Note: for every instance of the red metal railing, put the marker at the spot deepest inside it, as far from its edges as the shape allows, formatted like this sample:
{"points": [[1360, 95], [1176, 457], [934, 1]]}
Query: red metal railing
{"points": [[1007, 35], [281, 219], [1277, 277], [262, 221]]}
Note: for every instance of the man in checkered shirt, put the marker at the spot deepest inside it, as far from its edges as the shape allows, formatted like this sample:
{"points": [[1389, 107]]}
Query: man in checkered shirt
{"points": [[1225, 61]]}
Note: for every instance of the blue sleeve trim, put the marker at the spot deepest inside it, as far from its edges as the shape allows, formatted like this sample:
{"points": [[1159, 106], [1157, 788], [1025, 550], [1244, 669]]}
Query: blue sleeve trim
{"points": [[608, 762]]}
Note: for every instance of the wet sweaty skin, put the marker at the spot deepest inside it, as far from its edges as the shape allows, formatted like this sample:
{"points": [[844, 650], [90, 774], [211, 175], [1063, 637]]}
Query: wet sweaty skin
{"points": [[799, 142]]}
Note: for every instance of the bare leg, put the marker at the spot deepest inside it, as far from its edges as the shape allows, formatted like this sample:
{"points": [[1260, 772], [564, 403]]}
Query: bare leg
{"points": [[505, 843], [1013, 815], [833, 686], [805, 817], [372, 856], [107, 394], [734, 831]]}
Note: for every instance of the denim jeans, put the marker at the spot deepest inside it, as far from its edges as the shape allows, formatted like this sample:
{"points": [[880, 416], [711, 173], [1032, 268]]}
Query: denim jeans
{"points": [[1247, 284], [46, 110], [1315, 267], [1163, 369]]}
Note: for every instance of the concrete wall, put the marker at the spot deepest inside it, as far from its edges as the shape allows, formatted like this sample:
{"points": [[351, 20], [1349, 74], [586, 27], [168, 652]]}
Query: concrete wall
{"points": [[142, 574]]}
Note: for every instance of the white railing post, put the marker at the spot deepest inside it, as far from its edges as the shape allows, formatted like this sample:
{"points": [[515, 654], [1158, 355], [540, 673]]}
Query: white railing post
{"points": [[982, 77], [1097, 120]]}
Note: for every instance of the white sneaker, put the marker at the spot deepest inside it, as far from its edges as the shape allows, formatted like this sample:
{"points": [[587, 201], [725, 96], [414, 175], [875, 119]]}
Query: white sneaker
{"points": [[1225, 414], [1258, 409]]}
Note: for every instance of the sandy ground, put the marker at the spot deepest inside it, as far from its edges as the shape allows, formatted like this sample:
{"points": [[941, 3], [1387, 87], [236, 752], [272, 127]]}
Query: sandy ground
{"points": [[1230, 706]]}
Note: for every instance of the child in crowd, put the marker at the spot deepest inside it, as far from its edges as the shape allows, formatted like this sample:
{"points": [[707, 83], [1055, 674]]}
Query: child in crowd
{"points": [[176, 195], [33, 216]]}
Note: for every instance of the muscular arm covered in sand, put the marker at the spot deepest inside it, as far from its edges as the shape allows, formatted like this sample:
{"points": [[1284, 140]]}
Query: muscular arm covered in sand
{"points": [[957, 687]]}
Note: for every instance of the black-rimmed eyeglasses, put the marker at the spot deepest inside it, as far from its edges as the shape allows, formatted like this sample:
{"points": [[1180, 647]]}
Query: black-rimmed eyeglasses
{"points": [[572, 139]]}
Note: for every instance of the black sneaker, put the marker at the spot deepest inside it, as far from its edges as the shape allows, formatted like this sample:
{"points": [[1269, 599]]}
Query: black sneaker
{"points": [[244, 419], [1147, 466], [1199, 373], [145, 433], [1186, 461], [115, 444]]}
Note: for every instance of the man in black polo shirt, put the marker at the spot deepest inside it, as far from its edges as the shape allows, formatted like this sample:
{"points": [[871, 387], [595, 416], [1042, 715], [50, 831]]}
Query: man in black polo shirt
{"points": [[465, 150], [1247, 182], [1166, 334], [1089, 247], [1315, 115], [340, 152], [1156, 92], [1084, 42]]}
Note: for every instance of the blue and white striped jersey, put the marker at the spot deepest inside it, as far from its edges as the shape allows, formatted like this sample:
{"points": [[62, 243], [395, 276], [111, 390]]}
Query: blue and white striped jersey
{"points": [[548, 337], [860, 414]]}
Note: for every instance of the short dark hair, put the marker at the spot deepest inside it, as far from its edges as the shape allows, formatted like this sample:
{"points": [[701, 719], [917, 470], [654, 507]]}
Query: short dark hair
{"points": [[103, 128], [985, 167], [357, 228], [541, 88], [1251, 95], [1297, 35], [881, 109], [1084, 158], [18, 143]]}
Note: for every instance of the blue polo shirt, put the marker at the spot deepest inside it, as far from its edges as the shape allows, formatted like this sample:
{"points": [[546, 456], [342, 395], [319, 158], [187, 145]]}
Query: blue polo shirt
=-=-=
» **What is being asked**
An exact, line-for-line copy is required: from the line containing "Note: for every instance of the blue polo" through the final line of the listing above, both included, with nothing else.

» **Exercise answer**
Note: for every instance of the blue polo shirt, put the marker at the spot deepest inside it, as far from its edges as the shape allows, formatted like this sample:
{"points": [[546, 456], [342, 395], [319, 158], [187, 145]]}
Query: blue polo shirt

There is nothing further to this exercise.